Mask labeling examples:
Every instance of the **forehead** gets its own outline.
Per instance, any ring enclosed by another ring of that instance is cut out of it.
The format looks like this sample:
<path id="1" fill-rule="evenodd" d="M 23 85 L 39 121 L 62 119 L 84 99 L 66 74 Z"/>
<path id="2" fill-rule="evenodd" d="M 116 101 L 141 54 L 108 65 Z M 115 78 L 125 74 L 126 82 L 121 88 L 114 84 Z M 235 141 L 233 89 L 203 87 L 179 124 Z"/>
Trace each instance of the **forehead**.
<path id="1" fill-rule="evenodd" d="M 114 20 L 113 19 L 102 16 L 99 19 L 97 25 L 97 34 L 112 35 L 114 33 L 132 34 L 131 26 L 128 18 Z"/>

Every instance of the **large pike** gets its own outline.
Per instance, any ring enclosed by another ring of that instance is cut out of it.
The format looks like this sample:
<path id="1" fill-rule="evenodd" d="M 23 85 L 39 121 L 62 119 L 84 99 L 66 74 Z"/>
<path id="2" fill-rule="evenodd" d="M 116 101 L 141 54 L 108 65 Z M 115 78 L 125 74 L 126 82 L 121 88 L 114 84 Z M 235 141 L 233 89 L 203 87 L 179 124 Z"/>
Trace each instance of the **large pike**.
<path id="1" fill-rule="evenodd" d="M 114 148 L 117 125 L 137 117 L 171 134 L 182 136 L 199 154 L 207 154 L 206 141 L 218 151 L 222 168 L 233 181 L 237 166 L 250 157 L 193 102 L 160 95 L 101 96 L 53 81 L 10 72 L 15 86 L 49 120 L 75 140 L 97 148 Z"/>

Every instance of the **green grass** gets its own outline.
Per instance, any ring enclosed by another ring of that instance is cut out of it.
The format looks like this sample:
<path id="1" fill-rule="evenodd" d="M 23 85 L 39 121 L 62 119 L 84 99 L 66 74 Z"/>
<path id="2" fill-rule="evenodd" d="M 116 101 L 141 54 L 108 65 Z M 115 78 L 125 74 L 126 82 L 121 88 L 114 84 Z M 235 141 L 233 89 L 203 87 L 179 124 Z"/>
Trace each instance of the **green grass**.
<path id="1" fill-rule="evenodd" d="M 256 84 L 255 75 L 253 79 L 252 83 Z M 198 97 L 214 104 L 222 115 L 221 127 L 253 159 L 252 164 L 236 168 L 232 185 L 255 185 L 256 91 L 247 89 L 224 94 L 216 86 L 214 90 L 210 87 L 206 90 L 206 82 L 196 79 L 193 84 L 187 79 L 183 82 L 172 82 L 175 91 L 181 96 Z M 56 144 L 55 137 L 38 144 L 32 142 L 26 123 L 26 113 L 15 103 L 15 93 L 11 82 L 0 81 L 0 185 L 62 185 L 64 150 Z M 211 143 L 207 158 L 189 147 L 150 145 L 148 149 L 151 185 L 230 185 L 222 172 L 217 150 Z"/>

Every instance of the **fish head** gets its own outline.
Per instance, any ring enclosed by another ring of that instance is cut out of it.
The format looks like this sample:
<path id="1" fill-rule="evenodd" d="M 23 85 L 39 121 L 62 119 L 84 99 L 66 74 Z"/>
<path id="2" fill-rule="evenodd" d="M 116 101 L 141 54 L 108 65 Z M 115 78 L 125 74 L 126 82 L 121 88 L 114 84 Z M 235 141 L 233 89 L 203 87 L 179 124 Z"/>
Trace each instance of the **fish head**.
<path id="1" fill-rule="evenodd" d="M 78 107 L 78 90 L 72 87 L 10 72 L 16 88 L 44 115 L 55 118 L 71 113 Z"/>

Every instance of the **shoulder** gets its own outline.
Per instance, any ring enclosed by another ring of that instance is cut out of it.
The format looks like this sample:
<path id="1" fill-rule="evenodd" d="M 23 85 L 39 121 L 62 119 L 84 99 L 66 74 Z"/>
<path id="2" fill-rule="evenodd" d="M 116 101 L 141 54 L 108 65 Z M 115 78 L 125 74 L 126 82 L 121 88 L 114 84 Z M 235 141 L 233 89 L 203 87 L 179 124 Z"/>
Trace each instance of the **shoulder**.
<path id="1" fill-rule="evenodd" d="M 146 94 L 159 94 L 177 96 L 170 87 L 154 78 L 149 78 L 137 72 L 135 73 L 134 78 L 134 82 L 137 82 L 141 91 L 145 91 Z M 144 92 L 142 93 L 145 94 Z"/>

### [WHAT TO DO]
Copy the lines above, replacing every "gets its own outline" with "is outlined separately" and leaving everything else unchanged.

### [ANSWER TO THE TASK]
Every instance of the **forehead** is outlined separately.
Per instance, any ring enclosed by another ring of that instance is cut out of it.
The format looks like this sample:
<path id="1" fill-rule="evenodd" d="M 23 85 L 39 121 L 62 119 L 84 99 L 66 74 Z"/>
<path id="2" fill-rule="evenodd" d="M 116 101 L 141 54 L 108 65 Z M 115 78 L 125 74 L 126 82 L 121 88 L 114 84 Z M 235 141 L 233 89 L 203 87 L 179 124 Z"/>
Trace each instance of the **forehead**.
<path id="1" fill-rule="evenodd" d="M 114 20 L 113 19 L 102 16 L 99 19 L 97 25 L 97 34 L 112 35 L 114 33 L 132 34 L 131 26 L 128 18 Z"/>

Every instance of the **large pike** is outlined separately.
Per instance, any ring enclosed by another ring of that instance is cut out of it.
The format looks like this sample:
<path id="1" fill-rule="evenodd" d="M 23 85 L 39 121 L 62 119 L 84 99 L 66 74 Z"/>
<path id="2" fill-rule="evenodd" d="M 116 101 L 141 54 L 108 65 Z M 115 78 L 125 74 L 126 82 L 121 88 L 114 84 Z M 235 141 L 233 89 L 203 87 L 179 124 Z"/>
Trace each instance of the **large pike**.
<path id="1" fill-rule="evenodd" d="M 114 148 L 117 125 L 137 117 L 171 134 L 182 136 L 199 154 L 207 154 L 206 141 L 218 151 L 222 168 L 233 181 L 237 166 L 250 157 L 193 102 L 160 95 L 101 96 L 53 81 L 10 72 L 15 86 L 49 120 L 75 140 L 97 148 Z"/>

Every instance of the **green grass** is outlined separately.
Per instance, any ring enclosed by another ring of that instance is cut out of it.
The format looks like this sample:
<path id="1" fill-rule="evenodd" d="M 23 85 L 39 121 L 62 119 L 84 99 L 66 74 Z"/>
<path id="2" fill-rule="evenodd" d="M 116 101 L 141 54 L 108 65 Z M 115 78 L 125 74 L 126 82 L 121 88 L 114 84 Z M 235 141 L 233 89 L 203 87 L 179 124 Z"/>
Trace each instance of the **green grass**.
<path id="1" fill-rule="evenodd" d="M 256 84 L 255 75 L 253 79 L 252 83 Z M 198 97 L 214 104 L 222 115 L 221 127 L 253 159 L 252 164 L 236 168 L 232 185 L 255 185 L 256 91 L 247 89 L 224 94 L 216 86 L 214 90 L 210 87 L 206 90 L 206 82 L 196 79 L 193 84 L 187 79 L 183 82 L 172 82 L 175 91 L 181 96 Z M 56 144 L 55 137 L 38 144 L 32 142 L 26 123 L 26 113 L 15 103 L 15 93 L 11 82 L 0 81 L 0 185 L 62 185 L 64 150 Z M 211 143 L 207 158 L 189 147 L 150 145 L 148 149 L 151 185 L 230 185 L 222 172 L 217 150 Z"/>

Every instance of the **fish head** is outlined separately.
Per instance, any ring enclosed by another ring of that instance is cut out of it.
The format looks like this sample:
<path id="1" fill-rule="evenodd" d="M 23 85 L 39 121 L 62 119 L 84 99 L 66 74 Z"/>
<path id="2" fill-rule="evenodd" d="M 116 101 L 141 54 L 108 65 Z M 115 78 L 125 74 L 126 82 L 121 88 L 114 84 Z M 235 141 L 233 89 L 203 87 L 179 124 Z"/>
Trace each instance of the **fish head**.
<path id="1" fill-rule="evenodd" d="M 78 107 L 78 90 L 72 87 L 10 72 L 16 88 L 44 115 L 55 118 L 71 113 Z"/>

Every instance of the **shoulder** is outlined separately.
Per instance, any ring enclosed by another ring of that instance is cut out of it.
The format looks like this sample:
<path id="1" fill-rule="evenodd" d="M 23 85 L 39 121 L 62 119 L 84 99 L 66 74 Z"/>
<path id="2" fill-rule="evenodd" d="M 116 101 L 141 54 L 108 65 Z M 115 78 L 125 74 L 126 82 L 121 88 L 114 84 Z M 235 141 L 233 89 L 203 87 L 179 124 Z"/>
Trace each instance of the **shoulder**.
<path id="1" fill-rule="evenodd" d="M 146 94 L 159 94 L 177 96 L 170 87 L 154 78 L 149 78 L 137 72 L 135 73 L 134 78 L 134 82 L 137 82 L 141 91 L 145 91 Z M 144 92 L 142 93 L 145 94 Z"/>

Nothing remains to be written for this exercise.